-- Work required --
Tally the lines containing "upper" in this data. Respond with the tally alone.

Point localization data
####################
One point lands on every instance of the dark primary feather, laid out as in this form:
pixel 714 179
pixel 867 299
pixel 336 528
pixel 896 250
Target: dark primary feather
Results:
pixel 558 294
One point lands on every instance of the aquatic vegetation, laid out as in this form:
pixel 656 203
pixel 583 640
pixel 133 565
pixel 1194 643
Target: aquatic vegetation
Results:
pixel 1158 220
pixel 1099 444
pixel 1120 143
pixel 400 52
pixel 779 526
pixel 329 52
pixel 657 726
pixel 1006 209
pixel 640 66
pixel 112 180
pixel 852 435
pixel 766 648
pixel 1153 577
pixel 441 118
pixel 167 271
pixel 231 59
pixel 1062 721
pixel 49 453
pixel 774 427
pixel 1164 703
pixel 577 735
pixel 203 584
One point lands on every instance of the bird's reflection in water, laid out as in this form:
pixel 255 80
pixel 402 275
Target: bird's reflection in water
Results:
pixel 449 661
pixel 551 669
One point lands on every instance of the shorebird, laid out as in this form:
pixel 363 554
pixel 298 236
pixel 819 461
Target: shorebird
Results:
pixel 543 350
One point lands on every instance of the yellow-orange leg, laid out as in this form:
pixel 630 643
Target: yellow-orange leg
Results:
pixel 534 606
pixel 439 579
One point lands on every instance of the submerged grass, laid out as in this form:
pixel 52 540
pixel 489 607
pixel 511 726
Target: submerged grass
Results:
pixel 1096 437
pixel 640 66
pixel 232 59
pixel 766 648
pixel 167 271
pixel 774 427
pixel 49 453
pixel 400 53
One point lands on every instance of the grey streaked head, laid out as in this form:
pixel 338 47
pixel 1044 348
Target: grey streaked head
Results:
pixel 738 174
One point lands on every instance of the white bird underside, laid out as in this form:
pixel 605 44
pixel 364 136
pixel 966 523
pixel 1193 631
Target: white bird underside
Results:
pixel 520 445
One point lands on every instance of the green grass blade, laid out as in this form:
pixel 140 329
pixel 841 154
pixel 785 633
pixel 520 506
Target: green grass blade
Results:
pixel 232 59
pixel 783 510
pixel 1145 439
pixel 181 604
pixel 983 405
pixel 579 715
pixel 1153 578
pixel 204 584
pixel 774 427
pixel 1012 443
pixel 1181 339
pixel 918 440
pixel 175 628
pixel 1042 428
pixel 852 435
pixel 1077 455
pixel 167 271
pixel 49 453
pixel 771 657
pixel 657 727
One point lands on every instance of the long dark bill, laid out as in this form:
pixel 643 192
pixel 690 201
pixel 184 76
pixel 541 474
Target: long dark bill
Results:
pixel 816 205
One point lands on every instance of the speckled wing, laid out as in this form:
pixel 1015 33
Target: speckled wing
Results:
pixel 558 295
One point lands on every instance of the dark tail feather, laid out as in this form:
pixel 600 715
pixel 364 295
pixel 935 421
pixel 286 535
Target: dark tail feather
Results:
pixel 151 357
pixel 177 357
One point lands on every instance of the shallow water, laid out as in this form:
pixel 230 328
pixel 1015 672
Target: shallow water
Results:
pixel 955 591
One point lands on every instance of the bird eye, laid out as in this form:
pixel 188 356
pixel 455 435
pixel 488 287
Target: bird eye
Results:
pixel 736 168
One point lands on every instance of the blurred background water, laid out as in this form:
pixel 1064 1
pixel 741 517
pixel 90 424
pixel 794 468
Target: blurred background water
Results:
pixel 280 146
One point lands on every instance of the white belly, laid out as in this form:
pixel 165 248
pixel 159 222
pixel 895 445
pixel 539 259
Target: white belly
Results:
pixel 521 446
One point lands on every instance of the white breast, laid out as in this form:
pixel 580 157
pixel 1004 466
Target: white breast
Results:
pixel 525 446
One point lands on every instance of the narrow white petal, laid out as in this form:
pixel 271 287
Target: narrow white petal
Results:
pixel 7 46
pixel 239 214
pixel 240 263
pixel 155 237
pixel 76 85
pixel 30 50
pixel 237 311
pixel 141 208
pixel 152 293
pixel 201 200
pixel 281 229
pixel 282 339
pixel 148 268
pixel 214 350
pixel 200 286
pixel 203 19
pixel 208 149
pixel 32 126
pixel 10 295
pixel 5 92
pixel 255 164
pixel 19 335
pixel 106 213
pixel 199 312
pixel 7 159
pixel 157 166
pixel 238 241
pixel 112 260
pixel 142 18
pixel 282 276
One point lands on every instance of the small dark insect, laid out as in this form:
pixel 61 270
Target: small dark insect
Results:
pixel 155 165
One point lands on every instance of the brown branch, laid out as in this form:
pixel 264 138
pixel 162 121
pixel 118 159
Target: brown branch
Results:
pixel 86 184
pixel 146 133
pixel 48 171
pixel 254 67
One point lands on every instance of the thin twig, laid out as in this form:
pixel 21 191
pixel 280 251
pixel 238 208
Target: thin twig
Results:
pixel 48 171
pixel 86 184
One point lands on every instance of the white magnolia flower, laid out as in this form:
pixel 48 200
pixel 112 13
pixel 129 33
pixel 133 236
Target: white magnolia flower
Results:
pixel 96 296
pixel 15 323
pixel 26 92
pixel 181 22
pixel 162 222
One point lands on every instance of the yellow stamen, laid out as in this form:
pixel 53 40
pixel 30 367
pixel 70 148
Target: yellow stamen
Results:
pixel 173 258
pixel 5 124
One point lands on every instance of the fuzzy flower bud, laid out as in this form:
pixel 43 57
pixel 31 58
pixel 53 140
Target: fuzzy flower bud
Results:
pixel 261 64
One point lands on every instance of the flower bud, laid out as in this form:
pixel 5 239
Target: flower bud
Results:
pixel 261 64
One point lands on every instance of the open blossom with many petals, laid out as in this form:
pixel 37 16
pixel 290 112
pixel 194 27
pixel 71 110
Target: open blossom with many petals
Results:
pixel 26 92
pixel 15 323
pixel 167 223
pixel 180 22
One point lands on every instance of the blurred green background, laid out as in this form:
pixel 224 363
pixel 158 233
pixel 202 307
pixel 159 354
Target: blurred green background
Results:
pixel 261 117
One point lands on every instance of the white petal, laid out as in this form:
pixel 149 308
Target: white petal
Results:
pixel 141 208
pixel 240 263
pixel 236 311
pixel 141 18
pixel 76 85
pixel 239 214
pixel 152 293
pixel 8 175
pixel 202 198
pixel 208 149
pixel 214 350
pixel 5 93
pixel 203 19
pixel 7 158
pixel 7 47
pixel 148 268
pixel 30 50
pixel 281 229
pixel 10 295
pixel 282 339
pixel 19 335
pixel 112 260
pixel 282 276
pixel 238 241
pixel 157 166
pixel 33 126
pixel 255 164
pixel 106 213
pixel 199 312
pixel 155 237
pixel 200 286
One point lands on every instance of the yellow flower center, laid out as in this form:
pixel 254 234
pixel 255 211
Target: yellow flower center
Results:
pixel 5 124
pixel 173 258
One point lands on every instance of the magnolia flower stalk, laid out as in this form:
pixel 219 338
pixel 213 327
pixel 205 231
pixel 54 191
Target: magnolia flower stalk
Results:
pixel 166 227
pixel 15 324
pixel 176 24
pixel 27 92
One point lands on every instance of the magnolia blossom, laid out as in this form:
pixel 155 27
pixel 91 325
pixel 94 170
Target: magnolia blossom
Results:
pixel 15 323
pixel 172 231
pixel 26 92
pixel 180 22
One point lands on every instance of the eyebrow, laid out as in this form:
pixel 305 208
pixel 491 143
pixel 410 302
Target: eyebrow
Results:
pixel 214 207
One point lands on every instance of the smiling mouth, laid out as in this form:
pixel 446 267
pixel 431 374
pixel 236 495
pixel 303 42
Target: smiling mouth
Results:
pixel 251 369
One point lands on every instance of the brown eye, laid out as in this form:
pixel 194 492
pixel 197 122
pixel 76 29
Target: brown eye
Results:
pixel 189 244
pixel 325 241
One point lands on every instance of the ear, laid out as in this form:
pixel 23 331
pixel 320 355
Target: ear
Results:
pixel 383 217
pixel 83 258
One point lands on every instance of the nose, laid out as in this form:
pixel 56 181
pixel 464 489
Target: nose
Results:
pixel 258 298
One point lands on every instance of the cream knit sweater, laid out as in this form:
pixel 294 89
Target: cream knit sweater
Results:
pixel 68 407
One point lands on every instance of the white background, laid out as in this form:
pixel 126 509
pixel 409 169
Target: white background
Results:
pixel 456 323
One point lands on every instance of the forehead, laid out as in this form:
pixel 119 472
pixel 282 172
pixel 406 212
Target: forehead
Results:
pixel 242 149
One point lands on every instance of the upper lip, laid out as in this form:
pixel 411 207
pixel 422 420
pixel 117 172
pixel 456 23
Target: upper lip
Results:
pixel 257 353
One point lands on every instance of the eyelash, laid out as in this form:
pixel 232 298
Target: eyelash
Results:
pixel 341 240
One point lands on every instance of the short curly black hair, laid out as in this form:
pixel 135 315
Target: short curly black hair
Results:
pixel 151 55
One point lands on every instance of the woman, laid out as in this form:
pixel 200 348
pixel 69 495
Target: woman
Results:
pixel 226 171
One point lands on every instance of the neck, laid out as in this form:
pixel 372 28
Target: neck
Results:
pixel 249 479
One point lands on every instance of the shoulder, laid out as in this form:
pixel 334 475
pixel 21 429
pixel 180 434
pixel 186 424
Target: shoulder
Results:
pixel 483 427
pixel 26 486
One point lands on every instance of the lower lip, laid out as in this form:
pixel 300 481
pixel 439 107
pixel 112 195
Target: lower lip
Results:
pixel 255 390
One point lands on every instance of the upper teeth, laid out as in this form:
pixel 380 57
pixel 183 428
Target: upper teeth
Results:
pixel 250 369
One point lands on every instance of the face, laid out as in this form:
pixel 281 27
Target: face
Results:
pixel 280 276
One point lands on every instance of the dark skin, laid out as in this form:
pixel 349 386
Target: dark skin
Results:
####################
-- Output below --
4